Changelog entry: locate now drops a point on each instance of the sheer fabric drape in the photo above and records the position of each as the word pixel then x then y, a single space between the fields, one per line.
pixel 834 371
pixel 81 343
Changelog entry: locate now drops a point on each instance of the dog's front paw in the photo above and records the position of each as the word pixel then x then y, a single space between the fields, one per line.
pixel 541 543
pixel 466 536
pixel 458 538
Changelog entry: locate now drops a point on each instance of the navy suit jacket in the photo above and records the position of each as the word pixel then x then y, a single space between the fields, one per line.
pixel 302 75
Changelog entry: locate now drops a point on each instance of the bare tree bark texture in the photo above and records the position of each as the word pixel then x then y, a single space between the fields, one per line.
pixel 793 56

+-------+

Work instructions:
Your task is to quote all of the data word for word.

Exercise response:
Changelog entry: locate now drops a point on each instance of the sheer fabric drape in the photo above and records the position of each as the word pixel then x then y, a single space between the fields, one per line.
pixel 834 371
pixel 81 343
Changelog entry: locate now drops a point on each instance of the dog's front paw in the photo above and records the position of each as the word pixel then x then y, a single space between the fields, one per line.
pixel 541 543
pixel 466 536
pixel 458 538
Changelog entry: locate now drops a point on each instance of the navy suit jacket in the photo above and records the position of each as the word pixel then x then y, a single space between the fields, one per line.
pixel 302 75
Changelog entry: locate now drops a point on each instance of the bare tree bark texture in the photo above and records the position of each as the word pixel then x then y, a single space between the fields, one per line.
pixel 793 56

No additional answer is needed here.